■ **CHALLENGE**
In the transcript, condense the paragraph that begins "So I think the Korea strategy" into a shorter version that keeps its main facts.

··· DOCUMENT SEGMENT ···

Yes, well thank you Sidney. I think it really goes back and numbers of years ago that we made investments and people on the ground and Korea was an example more application support in the West Coast and really focusing on really the type of technology that is enabling our customers to make significant advancements in their own product development.
So I think the Korea strategy certainly is paid off in a big way for us, we are - have wins across the board with all the major OEMs there as well as the smaller ones, we really localize at this point.
We also had some competitive programs internally in the company to look at places where we thought we continue to roll the business in a significant way, I won't get into all of them those are something that we keep close to the vest here, but those targets that we've had in terms of growing the business and gaining share appear to be paying dividend and I think we just, we won awards the last three or four years if you look, there was one from end users or from our OEMs.
They're continuing to see the value that MKS' has a technology partner, a trusted partner, a financial capable partner, operationally excellent partner, a worldwide footprint partner. We're seeing gains in China.
So I just think it's just the investment made in people, technology, our customers, various markets and it's all coming to there in the last few years in particular in this year. We continue to focus in on for next year, our customers are reflecting continued growth.
We see WFE maybe up 5%, whatever it is we would be displeased if we didn't outpaced that growth rate, hopefully that China strategy will continue to pay dividends positioning ourselves with companies like AMEC [indiscernible], so I think it's just the whole investment and our reputation.
I think we have a tremendous brand, we're well respected a company and customers are coming to us and we're providing them the capability that they need..
That's great. That's helpful. My follow-up question is thing with the semiconductor is, you're clearly benefiting from your customers in etch and deposition. How should we think about your position with your new set of customers in lithography and metrology inspection side.
Do you think you have similar share with those customers as your dep and etch customers. And can you help us understand follow-up to that.

··· GIVEN RECORDS ···

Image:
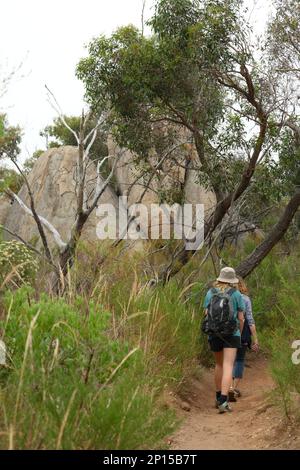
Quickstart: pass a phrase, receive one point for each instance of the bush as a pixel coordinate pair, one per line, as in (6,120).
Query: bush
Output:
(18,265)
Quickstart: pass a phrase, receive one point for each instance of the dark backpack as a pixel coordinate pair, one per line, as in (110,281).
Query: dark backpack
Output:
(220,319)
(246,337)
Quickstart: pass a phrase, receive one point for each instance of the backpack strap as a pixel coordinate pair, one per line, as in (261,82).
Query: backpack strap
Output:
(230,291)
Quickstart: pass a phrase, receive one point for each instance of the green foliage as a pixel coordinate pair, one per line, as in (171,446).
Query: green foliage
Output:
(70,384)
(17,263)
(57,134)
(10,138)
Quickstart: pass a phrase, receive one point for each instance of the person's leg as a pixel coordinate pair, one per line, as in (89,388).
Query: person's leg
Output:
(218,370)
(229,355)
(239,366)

···
··· GIVEN RECORDS ···

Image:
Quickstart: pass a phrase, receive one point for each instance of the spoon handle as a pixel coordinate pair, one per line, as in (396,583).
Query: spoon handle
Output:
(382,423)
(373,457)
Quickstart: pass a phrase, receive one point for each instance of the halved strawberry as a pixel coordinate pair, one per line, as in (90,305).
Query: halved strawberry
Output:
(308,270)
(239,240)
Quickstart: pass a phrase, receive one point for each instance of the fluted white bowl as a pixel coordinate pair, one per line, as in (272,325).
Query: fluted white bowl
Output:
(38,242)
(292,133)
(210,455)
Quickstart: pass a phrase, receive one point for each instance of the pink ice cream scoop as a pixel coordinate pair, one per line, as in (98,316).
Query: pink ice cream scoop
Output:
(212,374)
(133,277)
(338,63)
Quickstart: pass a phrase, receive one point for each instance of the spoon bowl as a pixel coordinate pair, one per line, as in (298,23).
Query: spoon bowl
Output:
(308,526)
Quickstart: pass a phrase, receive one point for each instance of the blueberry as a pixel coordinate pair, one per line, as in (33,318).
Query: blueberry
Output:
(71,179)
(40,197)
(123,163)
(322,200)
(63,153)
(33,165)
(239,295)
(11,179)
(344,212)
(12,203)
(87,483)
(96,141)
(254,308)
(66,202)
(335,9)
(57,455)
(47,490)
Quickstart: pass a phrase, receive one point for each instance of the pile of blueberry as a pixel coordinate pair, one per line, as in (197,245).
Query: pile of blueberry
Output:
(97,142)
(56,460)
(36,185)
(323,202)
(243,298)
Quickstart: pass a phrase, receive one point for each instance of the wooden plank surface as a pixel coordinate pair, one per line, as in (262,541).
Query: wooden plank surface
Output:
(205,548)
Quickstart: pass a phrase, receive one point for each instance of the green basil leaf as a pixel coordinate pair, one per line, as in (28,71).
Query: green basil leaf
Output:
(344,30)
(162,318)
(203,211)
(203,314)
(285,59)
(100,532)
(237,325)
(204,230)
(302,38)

···

■ **SOLUTION TO THIS EXERCISE**
The Korea strategy has paid off significantly, with wins across all the major OEMs there as well as the smaller ones, and the business is now highly localized.